● Required tasks:
• 1. In the article on pharmacy stop-smoking services, what share of people quit smoking in the earlier pilots?
• 2. Please reproduce a passage from the article on pharmacy stop-smoking services, everything from "The latest NHS" down to "likely to live.".
• 3. Write what comes next in the article on pharmacy stop-smoking services, picking up after its final sentence.

---------- Source extract

This site is intended for health professionals only


Pharmacies in England to start offering advanced stop-smoking services

by Isabel Shaw
11 March 2022

Share this article

Pharmacies in England can start offering an advanced smoking cessation service from this week, NHS England and Improvement has announced.  

From today (10 March), pharmacies will be able to register for the service which will connect patients looking to drop their smoking habit with a local pharmacy.  

Patients who started their smoking cessation treatment in hospital – and consent to be part of the ongoing service – will be referred to a participating pharmacy of their choice for continued support in the community, according to the draft service specification

The national launch of the service comes after several successful pilots which helped three in five people successfully quit smoking, NHS England said.  

Last week, Pulse’s sister title The Pharmacist reported that the UK has the worst death rate for lung conditions such as asthma in western Europe.  

The latest NHS figures show that more than half a million hospital admissions a year are attributable to smoking. 

A spokesperson from ASH told The Pharmacist that the new investment from NHS England into pharmacy was ‘welcome’.  

‘Pharmacists reach into every community but particularly our most deprived where smokers are more likely to live. 

‘We need all parts of the health and care system to step up and support smokers if we’re to secure the Government’s ambition of a smoke-free 2030. This means GPs, hospitals, local authority services and pharmacists together creating communities that champions [quitting] smoking all year round,’ they said.

--------------------
---------- Supplied data

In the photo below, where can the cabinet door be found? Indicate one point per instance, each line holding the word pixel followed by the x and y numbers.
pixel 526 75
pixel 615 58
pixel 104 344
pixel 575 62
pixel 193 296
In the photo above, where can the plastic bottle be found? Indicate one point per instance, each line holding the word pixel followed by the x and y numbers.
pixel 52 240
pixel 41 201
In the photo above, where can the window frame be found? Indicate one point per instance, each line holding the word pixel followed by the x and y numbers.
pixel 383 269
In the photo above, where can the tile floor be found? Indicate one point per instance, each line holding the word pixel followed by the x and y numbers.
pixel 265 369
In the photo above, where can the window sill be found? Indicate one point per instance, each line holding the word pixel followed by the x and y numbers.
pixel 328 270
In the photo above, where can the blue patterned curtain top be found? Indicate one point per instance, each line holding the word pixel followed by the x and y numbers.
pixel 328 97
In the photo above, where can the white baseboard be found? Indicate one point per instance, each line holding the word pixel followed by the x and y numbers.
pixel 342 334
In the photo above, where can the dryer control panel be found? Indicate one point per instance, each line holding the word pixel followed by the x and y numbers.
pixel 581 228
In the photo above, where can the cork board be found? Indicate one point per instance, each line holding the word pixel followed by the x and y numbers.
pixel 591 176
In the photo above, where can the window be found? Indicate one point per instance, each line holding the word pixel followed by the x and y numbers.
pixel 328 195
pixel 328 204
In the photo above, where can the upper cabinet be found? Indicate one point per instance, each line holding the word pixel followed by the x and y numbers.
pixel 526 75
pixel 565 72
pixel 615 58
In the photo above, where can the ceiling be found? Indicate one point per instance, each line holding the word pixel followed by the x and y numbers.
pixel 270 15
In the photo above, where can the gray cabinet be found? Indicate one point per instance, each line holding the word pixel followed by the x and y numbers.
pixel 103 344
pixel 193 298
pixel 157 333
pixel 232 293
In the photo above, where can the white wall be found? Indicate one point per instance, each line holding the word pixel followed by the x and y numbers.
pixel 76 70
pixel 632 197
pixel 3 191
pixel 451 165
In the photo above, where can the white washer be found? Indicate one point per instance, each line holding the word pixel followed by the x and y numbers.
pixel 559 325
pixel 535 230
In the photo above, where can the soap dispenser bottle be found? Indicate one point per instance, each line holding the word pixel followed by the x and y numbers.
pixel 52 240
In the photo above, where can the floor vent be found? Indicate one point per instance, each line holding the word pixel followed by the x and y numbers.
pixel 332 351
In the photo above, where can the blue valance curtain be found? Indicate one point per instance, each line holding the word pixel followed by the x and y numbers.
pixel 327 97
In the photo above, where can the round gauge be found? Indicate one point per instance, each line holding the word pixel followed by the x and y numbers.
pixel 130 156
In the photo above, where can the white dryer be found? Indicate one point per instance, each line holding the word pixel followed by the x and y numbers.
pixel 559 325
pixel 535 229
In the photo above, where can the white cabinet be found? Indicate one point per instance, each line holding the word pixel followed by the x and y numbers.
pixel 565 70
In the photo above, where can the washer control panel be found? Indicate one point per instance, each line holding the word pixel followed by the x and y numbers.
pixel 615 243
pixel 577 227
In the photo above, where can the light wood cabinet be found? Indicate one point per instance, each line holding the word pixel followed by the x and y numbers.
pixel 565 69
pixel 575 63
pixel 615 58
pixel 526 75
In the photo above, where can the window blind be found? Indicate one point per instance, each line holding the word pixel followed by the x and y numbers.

--------------------

● Numbered answers:
• 1. Three in five people.

• 2.
The latest NHS figures show that more than half a million hospital admissions a year are attributable to smoking. 

A spokesperson from ASH told The Pharmacist that the new investment from NHS England into pharmacy was ‘welcome’.  

‘Pharmacists reach into every community but particularly our most deprived where smokers are more likely to live.

• 3.
Jon Foster, the senior policy officer at Asthma + Lung UK told The Pharmacist that the new pharmacy service was ‘great news’.  

He added: ‘What we really need to see now is proper funding for local stop smoking services so that all smokers get the support they need to quit.  

‘Local authority spending on smoking cessation services has halved in the past five years resulting in 50% fewer people being supported to quit – that’s more than 115,000 people who will continue to struggle with smoking and whose lung health will continue to worsen.  

‘The best way to fund sustainable stop smoking services across the NHS and in the community is with a ‘polluter pays’ levy on the tobacco industry, and we urge the government to implement this as soon as possible.’ 

This comes after research last year found the number of young people who picked up smoking increased by 25% over the first national lockdown.